→ **Task directions**: Reproduce the material below line for line, without changing a word.

(Object pointing dataset rows)
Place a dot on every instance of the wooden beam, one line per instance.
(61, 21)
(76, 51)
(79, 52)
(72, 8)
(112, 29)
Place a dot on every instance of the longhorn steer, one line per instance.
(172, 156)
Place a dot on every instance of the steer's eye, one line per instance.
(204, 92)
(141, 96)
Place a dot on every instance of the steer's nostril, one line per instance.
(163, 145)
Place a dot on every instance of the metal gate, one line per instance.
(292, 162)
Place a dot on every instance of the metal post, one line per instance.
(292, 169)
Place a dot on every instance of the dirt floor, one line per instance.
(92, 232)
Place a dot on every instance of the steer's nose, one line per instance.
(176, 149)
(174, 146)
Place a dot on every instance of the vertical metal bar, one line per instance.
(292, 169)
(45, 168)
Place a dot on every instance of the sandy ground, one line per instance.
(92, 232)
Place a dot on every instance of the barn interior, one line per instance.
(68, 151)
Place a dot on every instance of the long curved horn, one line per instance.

→ **Answer in full**:
Place a dot on every instance of the wooden beam, one line per instance.
(61, 21)
(76, 51)
(79, 52)
(72, 8)
(112, 29)
Place a dot on every instance of the longhorn steer, one line per instance.
(172, 156)
Place a dot on every instance of the steer's eye, one line per instance.
(204, 92)
(141, 96)
Place a dot on every instance of the steer's nostril, one line per instance.
(163, 145)
Place a dot on every instance of the metal gate, one line per instance.
(292, 162)
Place a dot on every instance of the metal post, one line per instance.
(292, 169)
Place a dot on every instance of the dirt floor, one line per instance.
(92, 232)
Place a dot on every instance of the steer's nose, one line per instance.
(176, 149)
(174, 146)
Place a dot on every instance of the vertical metal bar, one line per instance.
(292, 169)
(45, 168)
Place a dot on every instance of the sandy ground, one line per instance.
(92, 232)
Place a dot on every instance of the barn interior, one line per instance.
(68, 151)
Place a dot on every instance of the long curved horn, one line per instance.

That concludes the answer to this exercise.